#### BRIEF 1
According to the passage on Bill Shankly, on what date was he appointed Liverpool manager?

#### PASSAGE GIVEN
---

Bill Shankly knew what he was getting into 60 years ago when he took the job as Liverpool manager. The Scot was appointed on 1 December 1959, and understood the challenges in front of him.

TV Williams, the chairman at Anfield, asked whether Shankly would like to manage the best club in the country. The reply was typically straightforward: “Why? Is Matt Busby packing up?”

By the time Shankly packed up 15 years later a Liverpool chairman could have proposed the same question without fear of being contradicted. The club was unrecognisable from the decrepit, rundown place it had been on the eve of the 60s. Shankly found a team mired in the second tier of English football and propelled them to the continent’s top table. He led the side to three titles, delivered their first FA Cup and their first European trophy, the Uefa Cup. Yet the silverware tells only a fraction of the story. The man from Glenbuck’s biggest impact was metaphysical. He created the idea of Liverpool, something that did not exist before his arrival on Merseyside.

That concept still runs through the club. The ‘This Means More’ PR campaign that has drawn derision from rival supporters across the country for its sense of arrogance and exceptionalism can be traced in a linear line to Shankly’s lionisation of the Kop and the way he fed the self-importance of the fans.

This was not an affectation. The process began even before he was given the Liverpool job. In 1953, when he was manager of Grimsby Town, Shankly sent a letter to Geoff Twentyman – who would later become the chief scout that discovered a raft of Anfield superstars including Kevin Keegan and Ian Rush – when the defender signed for Liverpool. “You have gone to probably the finest club in the game,” the missive said, “with the most ardent supporters ever.”

---

Point labels for photos:

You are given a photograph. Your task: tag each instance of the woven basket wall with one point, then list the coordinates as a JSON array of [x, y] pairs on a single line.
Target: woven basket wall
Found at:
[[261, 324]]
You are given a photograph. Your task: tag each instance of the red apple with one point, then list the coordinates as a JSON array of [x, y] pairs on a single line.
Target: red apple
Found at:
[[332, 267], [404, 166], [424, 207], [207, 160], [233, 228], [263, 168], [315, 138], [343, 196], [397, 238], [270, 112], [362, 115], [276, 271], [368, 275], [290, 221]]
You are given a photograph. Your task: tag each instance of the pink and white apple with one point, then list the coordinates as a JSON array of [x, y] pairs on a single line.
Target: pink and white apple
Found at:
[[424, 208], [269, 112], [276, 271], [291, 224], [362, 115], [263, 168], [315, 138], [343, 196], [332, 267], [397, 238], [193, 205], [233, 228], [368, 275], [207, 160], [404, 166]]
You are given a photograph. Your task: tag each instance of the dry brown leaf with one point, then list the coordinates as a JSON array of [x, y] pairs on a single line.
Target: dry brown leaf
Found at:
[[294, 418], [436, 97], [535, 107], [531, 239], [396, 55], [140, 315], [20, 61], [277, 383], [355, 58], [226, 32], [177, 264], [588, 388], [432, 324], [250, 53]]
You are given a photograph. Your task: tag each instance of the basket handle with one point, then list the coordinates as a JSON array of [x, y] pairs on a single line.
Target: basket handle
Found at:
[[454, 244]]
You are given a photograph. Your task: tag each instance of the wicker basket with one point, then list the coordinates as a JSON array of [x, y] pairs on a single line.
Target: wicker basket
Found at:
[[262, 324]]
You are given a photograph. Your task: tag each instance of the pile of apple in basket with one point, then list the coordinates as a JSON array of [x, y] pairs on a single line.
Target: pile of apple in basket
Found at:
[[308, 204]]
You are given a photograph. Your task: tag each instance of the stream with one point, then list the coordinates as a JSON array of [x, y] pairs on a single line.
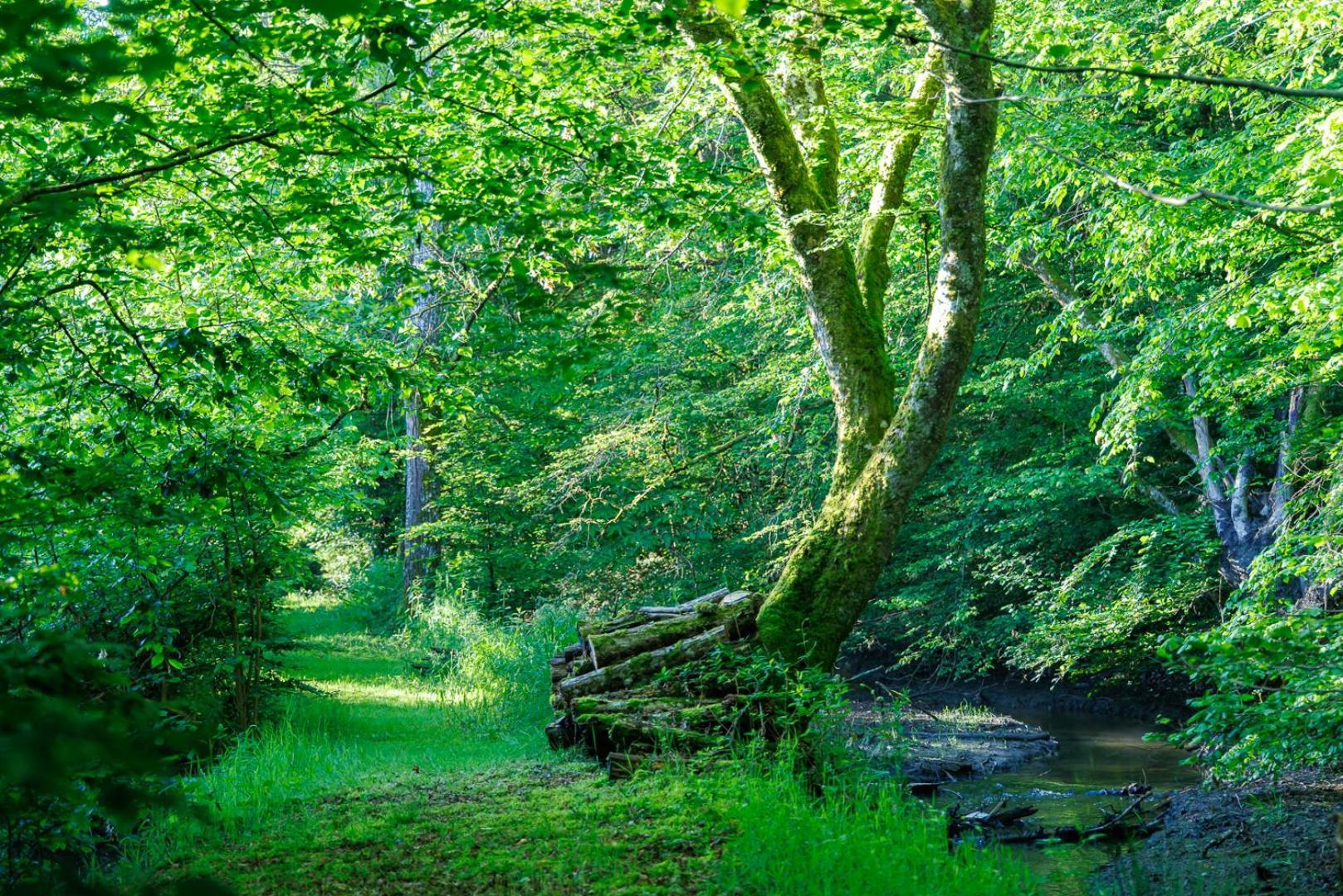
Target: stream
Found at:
[[1095, 752]]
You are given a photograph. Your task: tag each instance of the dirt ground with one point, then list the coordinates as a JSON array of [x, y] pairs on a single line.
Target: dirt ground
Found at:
[[1255, 839]]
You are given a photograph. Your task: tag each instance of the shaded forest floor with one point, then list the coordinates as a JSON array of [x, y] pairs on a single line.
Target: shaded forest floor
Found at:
[[383, 779]]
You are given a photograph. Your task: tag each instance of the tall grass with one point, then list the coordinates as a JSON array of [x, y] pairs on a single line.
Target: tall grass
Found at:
[[454, 691], [857, 835], [449, 691]]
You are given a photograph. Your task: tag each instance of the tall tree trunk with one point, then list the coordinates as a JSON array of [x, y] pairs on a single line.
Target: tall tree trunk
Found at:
[[418, 551], [882, 450], [830, 575], [1247, 520]]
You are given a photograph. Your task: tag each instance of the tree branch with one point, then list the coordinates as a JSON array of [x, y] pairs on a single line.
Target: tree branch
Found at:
[[1179, 202], [888, 192], [172, 162]]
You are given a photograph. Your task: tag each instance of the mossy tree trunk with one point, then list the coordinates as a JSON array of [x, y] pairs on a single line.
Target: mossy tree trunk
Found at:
[[884, 448]]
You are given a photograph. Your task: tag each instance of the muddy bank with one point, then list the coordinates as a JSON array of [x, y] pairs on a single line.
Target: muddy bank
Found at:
[[1255, 839], [945, 744], [1145, 700]]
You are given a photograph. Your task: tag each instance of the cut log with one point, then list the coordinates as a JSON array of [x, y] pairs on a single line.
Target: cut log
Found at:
[[606, 648], [638, 670], [613, 700]]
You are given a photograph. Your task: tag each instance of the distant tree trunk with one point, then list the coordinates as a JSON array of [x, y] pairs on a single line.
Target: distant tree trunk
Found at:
[[1247, 519], [418, 551], [882, 449]]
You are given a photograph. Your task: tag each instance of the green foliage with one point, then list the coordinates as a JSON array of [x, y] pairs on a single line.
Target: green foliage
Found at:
[[84, 757], [393, 778], [1123, 599], [1273, 687]]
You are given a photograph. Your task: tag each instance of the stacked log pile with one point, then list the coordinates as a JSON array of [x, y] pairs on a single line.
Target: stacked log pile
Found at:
[[622, 691]]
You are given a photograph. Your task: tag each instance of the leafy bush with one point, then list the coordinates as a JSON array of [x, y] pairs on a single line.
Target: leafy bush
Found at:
[[84, 755], [1123, 599], [500, 666]]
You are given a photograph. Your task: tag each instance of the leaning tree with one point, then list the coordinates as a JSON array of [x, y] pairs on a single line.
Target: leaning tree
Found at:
[[886, 444], [613, 688]]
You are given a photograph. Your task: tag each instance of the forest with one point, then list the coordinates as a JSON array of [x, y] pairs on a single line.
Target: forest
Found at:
[[661, 446]]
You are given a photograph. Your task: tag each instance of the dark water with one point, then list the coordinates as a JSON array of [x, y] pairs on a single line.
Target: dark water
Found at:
[[1095, 752]]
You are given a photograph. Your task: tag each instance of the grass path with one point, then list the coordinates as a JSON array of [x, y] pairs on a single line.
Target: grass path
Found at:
[[386, 781]]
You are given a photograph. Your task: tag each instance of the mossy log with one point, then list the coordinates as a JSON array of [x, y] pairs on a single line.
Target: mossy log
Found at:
[[613, 700]]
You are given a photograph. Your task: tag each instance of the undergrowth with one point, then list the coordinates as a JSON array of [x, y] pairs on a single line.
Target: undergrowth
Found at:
[[417, 762]]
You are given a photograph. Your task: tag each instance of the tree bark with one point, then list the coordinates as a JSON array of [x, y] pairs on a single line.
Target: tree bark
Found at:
[[882, 450], [417, 551], [830, 575], [847, 338]]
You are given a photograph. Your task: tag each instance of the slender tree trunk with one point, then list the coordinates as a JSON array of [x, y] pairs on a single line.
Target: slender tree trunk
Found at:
[[418, 553]]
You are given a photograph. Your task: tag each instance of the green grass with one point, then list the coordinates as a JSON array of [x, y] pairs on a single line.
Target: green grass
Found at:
[[393, 781]]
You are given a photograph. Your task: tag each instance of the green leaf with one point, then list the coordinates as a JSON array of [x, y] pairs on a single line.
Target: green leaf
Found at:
[[731, 8]]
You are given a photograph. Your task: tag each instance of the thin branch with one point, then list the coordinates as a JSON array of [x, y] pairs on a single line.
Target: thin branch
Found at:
[[1178, 202], [37, 192], [1143, 74]]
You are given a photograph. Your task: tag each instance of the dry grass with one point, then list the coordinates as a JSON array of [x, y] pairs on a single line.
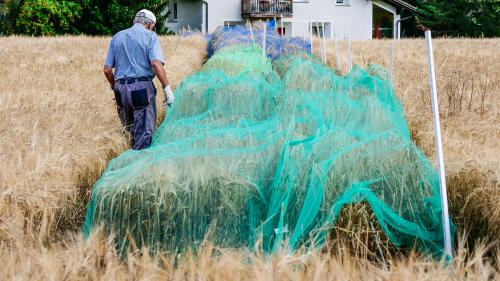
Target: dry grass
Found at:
[[59, 129]]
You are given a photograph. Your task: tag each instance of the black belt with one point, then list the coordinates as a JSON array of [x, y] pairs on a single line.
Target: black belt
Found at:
[[133, 80]]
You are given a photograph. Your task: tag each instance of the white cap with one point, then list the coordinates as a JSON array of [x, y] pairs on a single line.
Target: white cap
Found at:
[[147, 14]]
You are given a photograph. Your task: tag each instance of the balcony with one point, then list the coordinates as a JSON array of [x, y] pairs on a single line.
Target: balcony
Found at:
[[266, 8]]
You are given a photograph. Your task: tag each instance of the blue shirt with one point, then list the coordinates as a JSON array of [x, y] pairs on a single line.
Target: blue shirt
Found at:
[[131, 52]]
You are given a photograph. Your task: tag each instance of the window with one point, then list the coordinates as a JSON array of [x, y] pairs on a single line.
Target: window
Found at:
[[175, 10], [317, 29], [342, 2]]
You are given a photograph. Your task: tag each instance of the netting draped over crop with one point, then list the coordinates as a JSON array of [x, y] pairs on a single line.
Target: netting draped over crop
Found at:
[[271, 151]]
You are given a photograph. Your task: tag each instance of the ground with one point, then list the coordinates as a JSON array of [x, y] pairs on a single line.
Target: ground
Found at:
[[59, 129]]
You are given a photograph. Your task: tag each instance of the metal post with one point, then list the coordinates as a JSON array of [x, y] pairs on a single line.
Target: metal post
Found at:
[[349, 56], [337, 56], [439, 147], [282, 28], [264, 39], [391, 63], [251, 34], [310, 36], [323, 44]]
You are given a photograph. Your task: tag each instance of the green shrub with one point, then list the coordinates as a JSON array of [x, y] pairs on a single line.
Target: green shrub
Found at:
[[48, 17]]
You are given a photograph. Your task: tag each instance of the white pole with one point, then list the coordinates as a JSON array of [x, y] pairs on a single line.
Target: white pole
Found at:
[[337, 56], [282, 29], [310, 36], [251, 34], [439, 147], [391, 63], [323, 41], [349, 55], [264, 40]]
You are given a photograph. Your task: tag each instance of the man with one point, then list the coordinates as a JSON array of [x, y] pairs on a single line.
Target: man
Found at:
[[137, 57]]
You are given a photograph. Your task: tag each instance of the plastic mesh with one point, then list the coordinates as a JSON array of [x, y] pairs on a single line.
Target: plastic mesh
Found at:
[[275, 45], [255, 150]]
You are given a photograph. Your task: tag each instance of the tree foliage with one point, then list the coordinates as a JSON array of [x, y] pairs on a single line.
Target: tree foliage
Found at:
[[47, 17], [109, 17], [93, 17], [470, 18]]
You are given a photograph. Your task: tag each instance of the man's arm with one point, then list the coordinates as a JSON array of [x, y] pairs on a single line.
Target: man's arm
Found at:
[[108, 72], [160, 72]]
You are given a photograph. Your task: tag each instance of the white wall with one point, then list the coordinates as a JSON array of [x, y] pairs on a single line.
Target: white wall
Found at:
[[188, 15], [354, 19], [223, 10]]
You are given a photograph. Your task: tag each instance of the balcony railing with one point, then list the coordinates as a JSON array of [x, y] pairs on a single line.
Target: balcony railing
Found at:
[[267, 8]]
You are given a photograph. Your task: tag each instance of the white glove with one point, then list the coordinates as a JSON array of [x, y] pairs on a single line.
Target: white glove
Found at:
[[169, 95]]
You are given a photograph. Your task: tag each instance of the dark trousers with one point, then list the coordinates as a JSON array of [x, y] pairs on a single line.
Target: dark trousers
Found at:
[[136, 104]]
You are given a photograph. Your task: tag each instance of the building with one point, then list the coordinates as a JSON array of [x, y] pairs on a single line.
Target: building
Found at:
[[358, 19]]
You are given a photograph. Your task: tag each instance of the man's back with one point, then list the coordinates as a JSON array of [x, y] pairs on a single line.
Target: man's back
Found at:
[[131, 52]]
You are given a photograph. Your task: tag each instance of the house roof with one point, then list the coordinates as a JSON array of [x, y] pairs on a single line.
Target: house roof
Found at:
[[402, 4]]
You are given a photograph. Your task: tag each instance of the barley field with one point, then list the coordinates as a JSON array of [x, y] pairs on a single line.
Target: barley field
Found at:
[[59, 129]]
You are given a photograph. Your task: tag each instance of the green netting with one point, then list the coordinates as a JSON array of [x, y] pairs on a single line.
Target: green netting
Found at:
[[272, 152]]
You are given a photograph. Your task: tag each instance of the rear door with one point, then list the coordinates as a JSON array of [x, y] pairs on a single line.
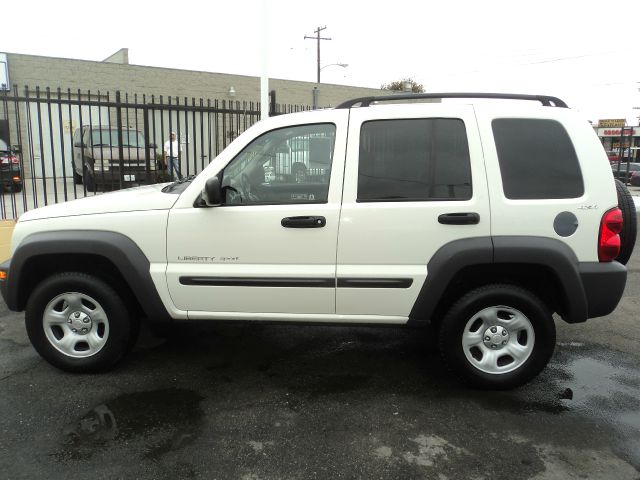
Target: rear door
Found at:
[[414, 181]]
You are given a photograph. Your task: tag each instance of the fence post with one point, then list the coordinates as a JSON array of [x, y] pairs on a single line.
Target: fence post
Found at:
[[119, 126], [147, 144]]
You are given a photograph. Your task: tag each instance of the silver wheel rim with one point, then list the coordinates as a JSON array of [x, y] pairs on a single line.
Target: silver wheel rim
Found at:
[[498, 340], [76, 325]]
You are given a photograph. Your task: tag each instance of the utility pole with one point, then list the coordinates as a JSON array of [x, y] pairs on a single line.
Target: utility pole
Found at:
[[318, 38]]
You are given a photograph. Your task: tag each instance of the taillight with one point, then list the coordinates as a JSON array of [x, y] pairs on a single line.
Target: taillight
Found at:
[[609, 238]]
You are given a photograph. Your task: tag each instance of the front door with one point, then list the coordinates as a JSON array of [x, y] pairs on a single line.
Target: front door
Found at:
[[269, 251]]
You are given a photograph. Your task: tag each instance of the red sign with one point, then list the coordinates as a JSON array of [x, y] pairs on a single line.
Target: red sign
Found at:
[[617, 132]]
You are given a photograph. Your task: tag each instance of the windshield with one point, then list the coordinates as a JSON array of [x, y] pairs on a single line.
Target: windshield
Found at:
[[109, 138]]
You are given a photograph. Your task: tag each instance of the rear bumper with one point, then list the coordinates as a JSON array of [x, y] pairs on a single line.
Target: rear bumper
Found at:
[[603, 285]]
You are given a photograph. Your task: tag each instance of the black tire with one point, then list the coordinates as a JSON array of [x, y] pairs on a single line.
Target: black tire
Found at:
[[502, 297], [121, 328], [88, 180], [629, 222]]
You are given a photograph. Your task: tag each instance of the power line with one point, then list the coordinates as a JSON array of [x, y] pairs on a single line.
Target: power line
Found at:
[[318, 38]]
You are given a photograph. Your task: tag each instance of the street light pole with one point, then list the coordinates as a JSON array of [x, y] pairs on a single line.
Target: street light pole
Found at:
[[318, 38]]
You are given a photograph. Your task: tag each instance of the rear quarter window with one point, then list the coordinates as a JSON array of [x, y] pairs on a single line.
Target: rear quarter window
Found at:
[[537, 159]]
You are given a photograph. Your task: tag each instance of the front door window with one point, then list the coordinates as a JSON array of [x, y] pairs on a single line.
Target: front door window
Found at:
[[283, 166]]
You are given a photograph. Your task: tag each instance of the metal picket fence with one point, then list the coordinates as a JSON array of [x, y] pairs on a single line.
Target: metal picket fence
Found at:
[[61, 145]]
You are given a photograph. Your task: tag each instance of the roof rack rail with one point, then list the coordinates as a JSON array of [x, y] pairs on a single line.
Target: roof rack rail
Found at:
[[546, 100]]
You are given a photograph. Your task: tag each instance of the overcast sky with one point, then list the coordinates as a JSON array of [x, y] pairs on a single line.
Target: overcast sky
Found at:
[[583, 52]]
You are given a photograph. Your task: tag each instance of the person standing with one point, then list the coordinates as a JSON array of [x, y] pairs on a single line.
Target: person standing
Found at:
[[172, 150]]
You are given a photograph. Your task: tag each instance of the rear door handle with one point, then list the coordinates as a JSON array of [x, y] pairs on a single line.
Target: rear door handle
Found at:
[[469, 218], [303, 222]]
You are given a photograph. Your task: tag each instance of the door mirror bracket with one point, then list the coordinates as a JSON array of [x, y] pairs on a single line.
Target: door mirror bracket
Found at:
[[211, 195]]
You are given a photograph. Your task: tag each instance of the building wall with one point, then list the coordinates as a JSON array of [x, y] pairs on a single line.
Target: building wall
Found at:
[[52, 72]]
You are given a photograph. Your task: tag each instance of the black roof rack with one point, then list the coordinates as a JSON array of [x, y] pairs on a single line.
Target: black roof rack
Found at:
[[546, 100]]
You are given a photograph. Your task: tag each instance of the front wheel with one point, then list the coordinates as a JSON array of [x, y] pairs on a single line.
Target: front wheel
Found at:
[[497, 337], [78, 323]]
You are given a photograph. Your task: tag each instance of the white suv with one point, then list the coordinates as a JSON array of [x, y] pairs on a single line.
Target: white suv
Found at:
[[481, 219]]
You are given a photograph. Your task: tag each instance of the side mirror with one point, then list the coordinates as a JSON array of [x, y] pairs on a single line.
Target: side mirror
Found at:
[[212, 192]]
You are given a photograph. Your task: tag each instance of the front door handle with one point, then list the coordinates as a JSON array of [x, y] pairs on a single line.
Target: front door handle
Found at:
[[303, 222], [468, 218]]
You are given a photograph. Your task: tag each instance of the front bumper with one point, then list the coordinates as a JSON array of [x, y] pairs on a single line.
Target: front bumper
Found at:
[[603, 285]]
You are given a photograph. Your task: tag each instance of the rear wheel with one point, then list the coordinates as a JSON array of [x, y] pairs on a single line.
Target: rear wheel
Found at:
[[78, 323], [629, 222], [497, 337]]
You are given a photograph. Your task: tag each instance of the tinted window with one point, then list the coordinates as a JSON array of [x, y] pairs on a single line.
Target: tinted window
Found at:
[[414, 159], [537, 159], [288, 165]]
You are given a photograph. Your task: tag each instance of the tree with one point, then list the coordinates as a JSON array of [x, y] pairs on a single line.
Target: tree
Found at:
[[398, 85]]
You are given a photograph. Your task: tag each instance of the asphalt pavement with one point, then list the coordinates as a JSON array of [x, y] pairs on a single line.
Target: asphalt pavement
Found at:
[[281, 402]]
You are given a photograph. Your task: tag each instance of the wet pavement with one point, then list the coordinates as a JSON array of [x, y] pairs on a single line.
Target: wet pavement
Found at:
[[276, 402]]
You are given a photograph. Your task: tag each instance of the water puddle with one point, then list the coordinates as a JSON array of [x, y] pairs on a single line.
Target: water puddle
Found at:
[[154, 423]]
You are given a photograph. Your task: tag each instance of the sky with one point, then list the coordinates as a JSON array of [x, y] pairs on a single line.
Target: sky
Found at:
[[585, 52]]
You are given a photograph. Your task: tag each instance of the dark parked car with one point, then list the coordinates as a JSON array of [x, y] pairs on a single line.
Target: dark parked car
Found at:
[[96, 157], [10, 171], [622, 174]]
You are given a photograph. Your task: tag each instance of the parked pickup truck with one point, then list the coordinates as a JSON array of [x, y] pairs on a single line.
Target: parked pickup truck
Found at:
[[105, 156], [480, 219]]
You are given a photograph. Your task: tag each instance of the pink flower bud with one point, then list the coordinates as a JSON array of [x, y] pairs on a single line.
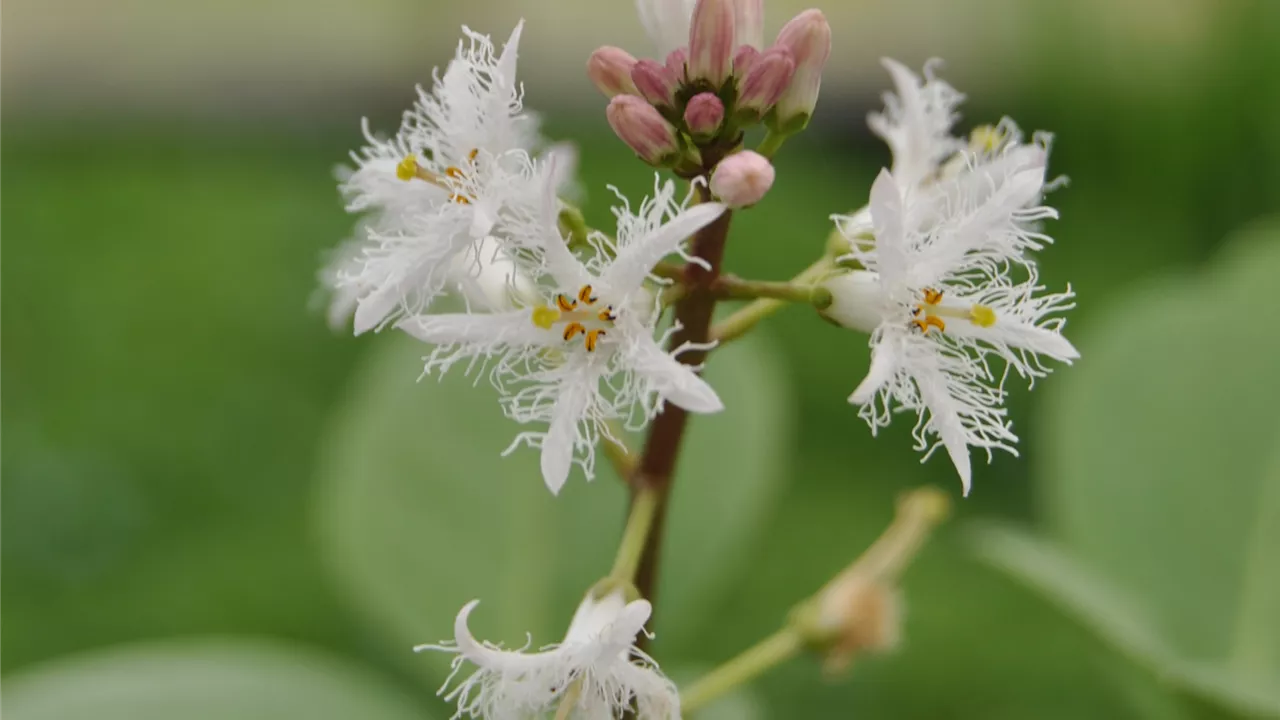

---

#### BRIEF 2
Recast the part of the records that opens with the line containing "of the dirt" and closes with the line containing "[[1255, 839], [945, 744], [1145, 700]]" as a JSON list of strings, one string per line, leaving out any blank lines.

#### WORKED SOLUTION 1
1 December 1959

#### WORKED SOLUTION 2
[
  "You are given a photograph. Your task: tag each instance of the dirt ground with one point, then list the coordinates as a JSON array of [x, y] pairs on a single line.",
  "Target: dirt ground",
  "Found at:",
  "[[1255, 839]]",
  "You are given a photograph. Your task: tag each instance of the shaded forest floor with one point, then list the coordinates as a JSON array of [x, y] pairs on a single line.",
  "Target: shaded forest floor",
  "Found at:",
  "[[383, 779]]",
  "You are given a photograph. Your task: tag each instance of the tall grass with one point, then list the coordinates as a JSON array of [x, y] pairs on a single line.",
  "Target: tall grass",
  "Found at:",
  "[[454, 691], [857, 835], [449, 691]]",
  "You are given a photograph. Your task: tag each instance of the tall tree trunk with one point, then list the coordinates as a JSON array of [x, y] pairs on a single line.",
  "Target: tall tree trunk",
  "Found at:",
  "[[418, 551], [882, 450], [830, 575], [1247, 520]]",
  "You are given a photograph. Your task: tag each instance of the tree branch with one point, then list the coordinates as a JSON array of [x, y] pairs on a single line.",
  "Target: tree branch",
  "Found at:",
  "[[1179, 202], [888, 192], [172, 162]]",
  "You are given a photograph. Your task: tag each instance of the mossy tree trunk with one point, then list the coordinates as a JSON array of [x, y] pairs on a single line.",
  "Target: mossy tree trunk",
  "Found at:",
  "[[884, 448]]",
  "You are given a photograph. Your task: tag each instance of the muddy bank with one point, then list the coordinates as a JSON array of [x, y] pairs on a single line.",
  "Target: muddy bank",
  "Found at:",
  "[[1255, 839], [945, 744], [1145, 700]]"
]